Exercise aim:
As the answer, give every line of the records that includes the word "chair".

=-=-=-=-=

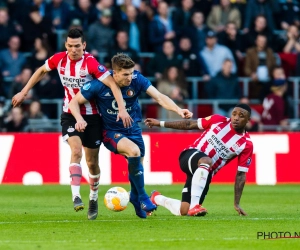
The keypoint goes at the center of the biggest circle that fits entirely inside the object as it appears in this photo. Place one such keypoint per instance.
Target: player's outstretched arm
(74, 106)
(36, 77)
(183, 125)
(123, 114)
(240, 180)
(168, 103)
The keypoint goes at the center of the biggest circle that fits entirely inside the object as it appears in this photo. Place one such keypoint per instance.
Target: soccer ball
(116, 199)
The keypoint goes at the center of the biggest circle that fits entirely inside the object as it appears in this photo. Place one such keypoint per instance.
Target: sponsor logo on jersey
(130, 92)
(101, 68)
(248, 161)
(87, 86)
(82, 73)
(71, 130)
(116, 136)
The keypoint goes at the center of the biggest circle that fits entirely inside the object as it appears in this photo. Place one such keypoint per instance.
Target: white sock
(198, 184)
(172, 205)
(75, 191)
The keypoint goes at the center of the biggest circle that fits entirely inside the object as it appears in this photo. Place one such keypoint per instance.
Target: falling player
(223, 140)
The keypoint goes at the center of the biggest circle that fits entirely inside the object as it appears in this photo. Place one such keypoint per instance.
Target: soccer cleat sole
(79, 208)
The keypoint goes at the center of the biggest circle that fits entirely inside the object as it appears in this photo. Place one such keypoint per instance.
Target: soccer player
(125, 141)
(76, 67)
(223, 140)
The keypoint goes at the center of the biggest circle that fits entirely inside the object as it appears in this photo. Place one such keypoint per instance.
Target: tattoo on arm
(239, 186)
(183, 125)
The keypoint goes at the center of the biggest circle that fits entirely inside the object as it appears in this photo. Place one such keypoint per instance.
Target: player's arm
(182, 125)
(240, 180)
(168, 103)
(74, 106)
(123, 114)
(36, 77)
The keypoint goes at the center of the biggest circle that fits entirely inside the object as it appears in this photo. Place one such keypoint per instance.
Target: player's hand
(18, 99)
(150, 122)
(185, 113)
(240, 211)
(80, 125)
(125, 117)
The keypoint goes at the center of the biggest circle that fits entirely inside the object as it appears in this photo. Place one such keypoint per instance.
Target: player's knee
(76, 153)
(134, 151)
(205, 160)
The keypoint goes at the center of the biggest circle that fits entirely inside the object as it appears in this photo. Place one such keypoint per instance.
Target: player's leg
(195, 182)
(73, 137)
(131, 150)
(91, 142)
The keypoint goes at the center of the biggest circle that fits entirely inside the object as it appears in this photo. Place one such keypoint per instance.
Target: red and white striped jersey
(222, 143)
(74, 74)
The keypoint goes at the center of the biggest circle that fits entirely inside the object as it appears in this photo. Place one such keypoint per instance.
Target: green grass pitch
(42, 217)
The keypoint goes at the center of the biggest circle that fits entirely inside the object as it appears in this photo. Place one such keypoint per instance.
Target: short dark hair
(121, 61)
(76, 33)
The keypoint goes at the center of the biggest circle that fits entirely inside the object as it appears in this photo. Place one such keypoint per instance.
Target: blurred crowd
(217, 40)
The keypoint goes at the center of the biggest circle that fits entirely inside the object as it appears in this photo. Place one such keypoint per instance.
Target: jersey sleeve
(52, 62)
(205, 123)
(95, 69)
(245, 158)
(143, 81)
(90, 89)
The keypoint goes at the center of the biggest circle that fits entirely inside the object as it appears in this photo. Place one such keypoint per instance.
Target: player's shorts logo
(71, 130)
(86, 86)
(101, 68)
(116, 136)
(248, 161)
(130, 92)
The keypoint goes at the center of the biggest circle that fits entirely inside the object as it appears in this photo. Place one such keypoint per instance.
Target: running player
(75, 68)
(125, 141)
(223, 140)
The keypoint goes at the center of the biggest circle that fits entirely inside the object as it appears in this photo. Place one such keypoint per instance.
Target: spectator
(224, 85)
(100, 34)
(222, 14)
(11, 62)
(181, 16)
(59, 11)
(292, 41)
(117, 17)
(255, 119)
(19, 83)
(85, 12)
(192, 62)
(163, 60)
(214, 54)
(197, 31)
(122, 47)
(161, 27)
(34, 25)
(7, 29)
(259, 62)
(259, 7)
(136, 28)
(260, 27)
(274, 105)
(15, 121)
(232, 39)
(40, 53)
(289, 13)
(173, 85)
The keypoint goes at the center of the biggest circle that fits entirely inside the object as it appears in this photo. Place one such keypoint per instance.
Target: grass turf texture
(42, 217)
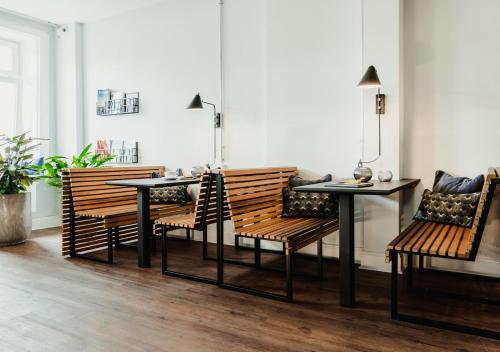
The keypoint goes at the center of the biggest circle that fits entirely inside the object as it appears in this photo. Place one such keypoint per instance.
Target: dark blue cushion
(449, 184)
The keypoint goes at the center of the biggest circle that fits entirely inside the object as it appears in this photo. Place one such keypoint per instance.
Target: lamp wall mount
(380, 103)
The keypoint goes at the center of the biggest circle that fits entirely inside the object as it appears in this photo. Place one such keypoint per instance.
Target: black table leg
(346, 255)
(144, 228)
(220, 229)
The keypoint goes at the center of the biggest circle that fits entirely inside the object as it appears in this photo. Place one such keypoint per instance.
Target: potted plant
(15, 200)
(51, 170)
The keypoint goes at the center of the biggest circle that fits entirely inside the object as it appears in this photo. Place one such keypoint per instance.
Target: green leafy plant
(51, 170)
(15, 159)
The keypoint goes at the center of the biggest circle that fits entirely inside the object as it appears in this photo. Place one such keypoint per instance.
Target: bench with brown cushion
(255, 201)
(93, 212)
(433, 239)
(204, 214)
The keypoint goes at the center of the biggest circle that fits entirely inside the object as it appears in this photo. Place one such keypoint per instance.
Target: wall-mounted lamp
(197, 104)
(370, 80)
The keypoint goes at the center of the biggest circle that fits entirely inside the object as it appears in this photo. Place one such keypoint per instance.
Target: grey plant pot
(15, 218)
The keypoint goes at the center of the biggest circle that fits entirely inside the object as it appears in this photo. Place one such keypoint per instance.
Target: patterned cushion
(449, 184)
(296, 181)
(309, 205)
(169, 195)
(453, 209)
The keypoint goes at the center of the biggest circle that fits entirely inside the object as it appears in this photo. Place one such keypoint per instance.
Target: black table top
(153, 182)
(378, 188)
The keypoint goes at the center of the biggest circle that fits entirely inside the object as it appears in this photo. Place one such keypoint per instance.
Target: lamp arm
(361, 162)
(215, 131)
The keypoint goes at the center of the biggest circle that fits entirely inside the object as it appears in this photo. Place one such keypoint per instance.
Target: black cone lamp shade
(196, 103)
(370, 79)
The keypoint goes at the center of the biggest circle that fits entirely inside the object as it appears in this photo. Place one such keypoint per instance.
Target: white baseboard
(46, 222)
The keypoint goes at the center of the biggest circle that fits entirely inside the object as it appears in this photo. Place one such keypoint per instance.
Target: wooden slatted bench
(255, 201)
(444, 241)
(94, 213)
(204, 214)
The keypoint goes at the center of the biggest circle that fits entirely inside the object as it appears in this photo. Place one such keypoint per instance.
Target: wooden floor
(49, 303)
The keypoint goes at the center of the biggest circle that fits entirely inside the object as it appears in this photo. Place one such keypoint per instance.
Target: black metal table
(144, 226)
(346, 225)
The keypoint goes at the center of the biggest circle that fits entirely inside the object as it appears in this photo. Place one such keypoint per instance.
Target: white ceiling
(66, 11)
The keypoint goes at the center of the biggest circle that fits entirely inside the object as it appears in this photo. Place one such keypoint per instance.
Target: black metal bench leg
(257, 252)
(163, 249)
(394, 286)
(289, 277)
(320, 258)
(110, 246)
(205, 243)
(409, 272)
(420, 262)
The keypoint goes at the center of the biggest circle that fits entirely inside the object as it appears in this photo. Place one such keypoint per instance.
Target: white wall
(44, 199)
(290, 70)
(167, 52)
(69, 83)
(290, 74)
(453, 101)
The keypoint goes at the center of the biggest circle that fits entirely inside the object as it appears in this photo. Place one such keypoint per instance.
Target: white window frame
(14, 76)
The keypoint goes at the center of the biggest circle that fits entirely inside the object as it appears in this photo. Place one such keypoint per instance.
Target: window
(19, 82)
(10, 85)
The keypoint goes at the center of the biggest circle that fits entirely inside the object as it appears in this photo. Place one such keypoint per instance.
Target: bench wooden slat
(452, 241)
(433, 249)
(255, 203)
(99, 206)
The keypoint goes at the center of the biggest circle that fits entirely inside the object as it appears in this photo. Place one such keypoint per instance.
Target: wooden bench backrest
(482, 212)
(90, 233)
(89, 190)
(206, 205)
(256, 195)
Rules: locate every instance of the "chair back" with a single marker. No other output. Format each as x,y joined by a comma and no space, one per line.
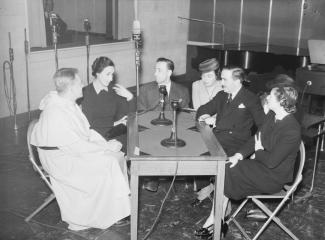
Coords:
32,156
298,176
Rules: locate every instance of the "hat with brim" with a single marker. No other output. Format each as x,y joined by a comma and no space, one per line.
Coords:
209,65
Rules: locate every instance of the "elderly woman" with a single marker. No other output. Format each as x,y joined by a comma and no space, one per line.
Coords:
106,104
87,172
275,147
209,85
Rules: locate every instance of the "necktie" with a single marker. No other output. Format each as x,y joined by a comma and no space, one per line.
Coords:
229,99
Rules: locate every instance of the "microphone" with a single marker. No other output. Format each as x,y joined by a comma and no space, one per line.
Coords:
308,84
136,31
87,26
163,93
53,19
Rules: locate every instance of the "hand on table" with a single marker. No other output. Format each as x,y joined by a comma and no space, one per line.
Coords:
123,92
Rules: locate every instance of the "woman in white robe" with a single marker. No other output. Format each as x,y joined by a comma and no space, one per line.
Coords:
87,173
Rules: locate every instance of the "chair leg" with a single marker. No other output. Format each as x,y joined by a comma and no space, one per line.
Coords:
232,217
315,160
45,203
272,217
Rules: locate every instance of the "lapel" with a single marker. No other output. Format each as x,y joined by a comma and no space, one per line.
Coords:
233,105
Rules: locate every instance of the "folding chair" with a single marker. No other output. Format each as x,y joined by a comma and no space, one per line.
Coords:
39,169
284,195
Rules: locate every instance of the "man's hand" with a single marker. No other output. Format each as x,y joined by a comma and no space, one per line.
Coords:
123,92
114,145
234,159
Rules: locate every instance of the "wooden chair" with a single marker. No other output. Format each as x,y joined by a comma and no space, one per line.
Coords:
40,170
284,195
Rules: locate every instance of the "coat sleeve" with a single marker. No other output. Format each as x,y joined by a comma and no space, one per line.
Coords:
195,95
285,145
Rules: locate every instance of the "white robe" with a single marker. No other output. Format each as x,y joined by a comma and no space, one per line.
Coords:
90,186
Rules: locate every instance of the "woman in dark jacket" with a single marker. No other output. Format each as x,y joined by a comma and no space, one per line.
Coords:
272,153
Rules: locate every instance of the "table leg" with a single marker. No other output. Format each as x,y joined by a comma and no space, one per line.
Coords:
134,206
218,199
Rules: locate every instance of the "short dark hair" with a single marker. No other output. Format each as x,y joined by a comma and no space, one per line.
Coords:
287,96
100,63
63,77
237,72
169,63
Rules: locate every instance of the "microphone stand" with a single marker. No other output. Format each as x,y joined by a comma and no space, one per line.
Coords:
161,120
55,41
137,44
173,141
11,92
87,28
27,75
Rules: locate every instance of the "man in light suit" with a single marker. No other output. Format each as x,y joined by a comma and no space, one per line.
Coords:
149,93
149,98
238,111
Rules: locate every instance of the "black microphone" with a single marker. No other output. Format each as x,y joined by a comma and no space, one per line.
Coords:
136,33
87,26
53,19
163,93
308,84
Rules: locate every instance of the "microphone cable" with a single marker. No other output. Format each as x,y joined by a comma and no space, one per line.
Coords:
162,204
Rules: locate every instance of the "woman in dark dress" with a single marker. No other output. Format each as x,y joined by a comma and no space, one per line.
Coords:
272,153
105,103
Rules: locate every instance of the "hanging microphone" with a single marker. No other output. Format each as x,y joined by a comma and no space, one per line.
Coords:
136,31
87,26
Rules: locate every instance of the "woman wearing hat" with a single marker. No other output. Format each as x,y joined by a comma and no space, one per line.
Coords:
205,89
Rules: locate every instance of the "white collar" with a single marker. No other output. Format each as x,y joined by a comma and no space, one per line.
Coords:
99,87
168,85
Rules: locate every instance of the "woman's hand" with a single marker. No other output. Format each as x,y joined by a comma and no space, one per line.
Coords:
114,145
234,159
123,92
121,121
258,142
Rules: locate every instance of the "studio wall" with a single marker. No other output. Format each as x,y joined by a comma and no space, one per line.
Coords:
164,35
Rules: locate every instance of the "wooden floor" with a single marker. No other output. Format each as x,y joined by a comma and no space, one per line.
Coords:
21,191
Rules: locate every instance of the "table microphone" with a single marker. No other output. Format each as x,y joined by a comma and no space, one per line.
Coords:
161,120
308,84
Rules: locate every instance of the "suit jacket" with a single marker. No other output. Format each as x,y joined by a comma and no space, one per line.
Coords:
272,167
149,96
235,120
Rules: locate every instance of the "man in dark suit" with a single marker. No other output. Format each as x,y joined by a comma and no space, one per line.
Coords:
238,111
149,96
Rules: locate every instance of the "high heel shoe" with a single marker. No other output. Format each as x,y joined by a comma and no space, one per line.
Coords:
207,233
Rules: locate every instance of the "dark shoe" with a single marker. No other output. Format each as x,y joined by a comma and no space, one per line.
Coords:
123,222
151,186
204,232
207,233
196,202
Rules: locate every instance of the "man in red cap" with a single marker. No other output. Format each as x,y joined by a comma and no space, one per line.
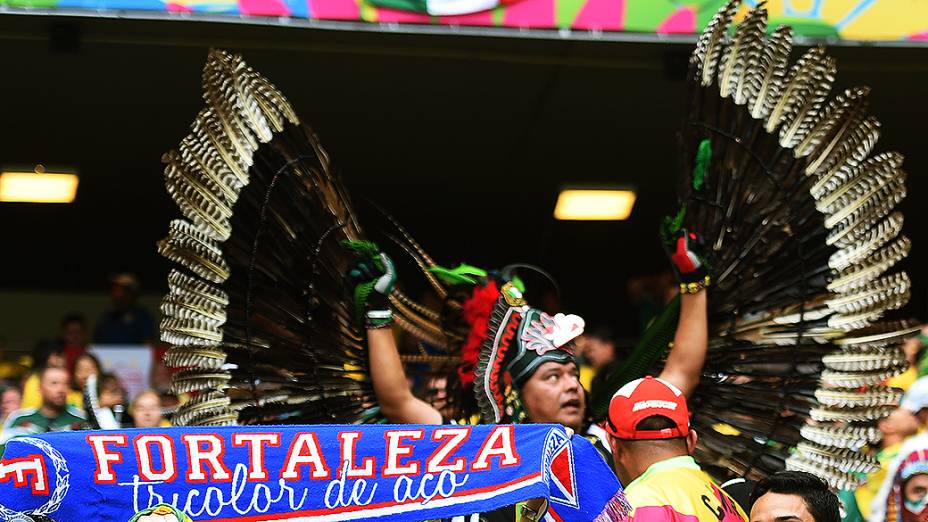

=-=-=-=-=

Exercise response:
Rules: locate every instance of the "chair back" with a single marker. No other output. Format each as x,y joined by a comma and no space, one per line.
Rules: locate every instance of the "chair leg" with a single marker. No other output. Format each as x,y joined by a comma and no space, one per line.
Rules: locate every instance of the "folding chair" with a single marker. No other output. Format each as x,y joined by a comma and no space, one per line.
Rules: locate every instance of the "wooden chair" with a single marker. No other output. Format each as x,y joined by a comma and no space, one per line.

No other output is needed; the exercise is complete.